[Referring expression pointing data]

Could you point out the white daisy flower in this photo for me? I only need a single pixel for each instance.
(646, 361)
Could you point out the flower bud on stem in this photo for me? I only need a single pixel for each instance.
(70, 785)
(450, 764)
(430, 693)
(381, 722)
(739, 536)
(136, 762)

• Exercise aim
All of the entries above, written out exactly, make up the reply.

• Response box
Could you point out the white daisy flower in this photo for me? I only need a single pixel for each instance.
(646, 361)
Could you point out the flower bud on stem in this photo for me? I only need a single pixel for each instance.
(70, 785)
(450, 764)
(430, 693)
(381, 722)
(739, 536)
(136, 762)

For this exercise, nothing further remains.